═════ Dataset records

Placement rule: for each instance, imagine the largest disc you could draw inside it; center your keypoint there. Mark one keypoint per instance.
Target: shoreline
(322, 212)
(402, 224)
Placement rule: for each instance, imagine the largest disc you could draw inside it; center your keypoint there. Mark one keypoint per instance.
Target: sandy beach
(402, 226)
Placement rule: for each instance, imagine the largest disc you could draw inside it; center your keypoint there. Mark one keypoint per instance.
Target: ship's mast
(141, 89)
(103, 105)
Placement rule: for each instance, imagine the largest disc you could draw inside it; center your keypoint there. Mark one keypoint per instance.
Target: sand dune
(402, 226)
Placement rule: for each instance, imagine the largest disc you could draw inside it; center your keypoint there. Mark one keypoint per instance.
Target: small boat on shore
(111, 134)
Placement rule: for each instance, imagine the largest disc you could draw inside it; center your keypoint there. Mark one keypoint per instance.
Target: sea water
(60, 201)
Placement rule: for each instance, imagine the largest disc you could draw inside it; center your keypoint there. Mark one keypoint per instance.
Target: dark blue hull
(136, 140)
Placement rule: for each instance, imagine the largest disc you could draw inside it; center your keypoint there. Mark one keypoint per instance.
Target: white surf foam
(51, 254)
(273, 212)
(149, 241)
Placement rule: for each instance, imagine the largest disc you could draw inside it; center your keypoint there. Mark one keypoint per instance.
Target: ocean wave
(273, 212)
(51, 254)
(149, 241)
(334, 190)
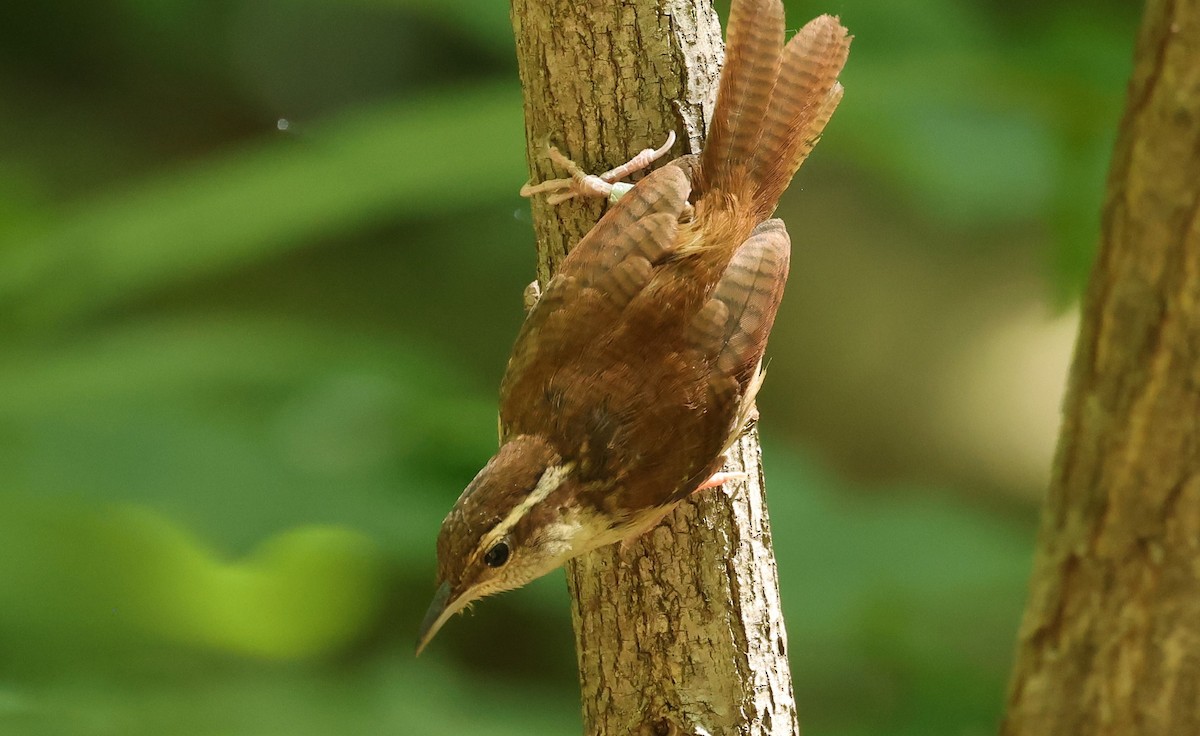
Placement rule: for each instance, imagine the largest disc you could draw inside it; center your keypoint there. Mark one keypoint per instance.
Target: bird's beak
(441, 610)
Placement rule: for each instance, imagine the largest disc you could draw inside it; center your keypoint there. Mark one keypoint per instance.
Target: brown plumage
(640, 363)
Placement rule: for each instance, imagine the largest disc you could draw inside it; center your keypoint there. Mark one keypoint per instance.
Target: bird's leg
(531, 295)
(581, 184)
(714, 480)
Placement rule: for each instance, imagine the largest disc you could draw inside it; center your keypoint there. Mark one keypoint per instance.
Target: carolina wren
(639, 365)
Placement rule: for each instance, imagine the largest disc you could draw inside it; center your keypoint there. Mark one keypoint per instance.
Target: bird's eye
(497, 556)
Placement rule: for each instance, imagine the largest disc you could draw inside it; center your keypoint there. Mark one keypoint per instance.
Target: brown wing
(585, 300)
(731, 329)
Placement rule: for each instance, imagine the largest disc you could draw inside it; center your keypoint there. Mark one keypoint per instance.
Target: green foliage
(245, 371)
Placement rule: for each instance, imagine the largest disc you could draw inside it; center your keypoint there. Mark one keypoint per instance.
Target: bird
(637, 366)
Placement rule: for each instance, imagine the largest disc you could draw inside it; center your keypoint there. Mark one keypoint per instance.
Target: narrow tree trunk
(1110, 642)
(682, 632)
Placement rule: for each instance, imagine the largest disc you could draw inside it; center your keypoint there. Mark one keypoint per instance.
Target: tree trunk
(1110, 642)
(681, 632)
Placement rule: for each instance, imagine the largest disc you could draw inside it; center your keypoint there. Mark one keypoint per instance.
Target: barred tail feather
(804, 97)
(751, 65)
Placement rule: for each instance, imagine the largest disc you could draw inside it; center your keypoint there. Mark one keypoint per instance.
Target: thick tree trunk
(682, 632)
(1110, 642)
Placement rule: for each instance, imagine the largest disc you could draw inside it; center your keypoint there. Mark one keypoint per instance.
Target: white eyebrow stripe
(551, 479)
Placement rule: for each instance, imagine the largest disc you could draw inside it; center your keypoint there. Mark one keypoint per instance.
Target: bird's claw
(582, 184)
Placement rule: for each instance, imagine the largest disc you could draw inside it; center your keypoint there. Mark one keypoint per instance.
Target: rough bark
(682, 632)
(1110, 642)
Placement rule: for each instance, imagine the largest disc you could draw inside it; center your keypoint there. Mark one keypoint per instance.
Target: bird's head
(516, 521)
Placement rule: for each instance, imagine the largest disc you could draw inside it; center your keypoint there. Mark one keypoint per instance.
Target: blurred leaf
(442, 154)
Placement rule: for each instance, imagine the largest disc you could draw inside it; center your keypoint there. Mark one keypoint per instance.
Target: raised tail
(773, 102)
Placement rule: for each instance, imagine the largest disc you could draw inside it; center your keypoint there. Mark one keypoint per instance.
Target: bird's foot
(720, 479)
(581, 184)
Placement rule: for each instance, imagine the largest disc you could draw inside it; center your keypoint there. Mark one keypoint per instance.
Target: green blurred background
(261, 264)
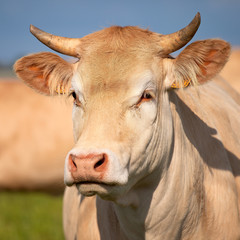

══════════

» What the exercise asks: Show each line above that contains the word "green", matching case exactly.

» Solution below:
Target: green foliage
Target: green blurred background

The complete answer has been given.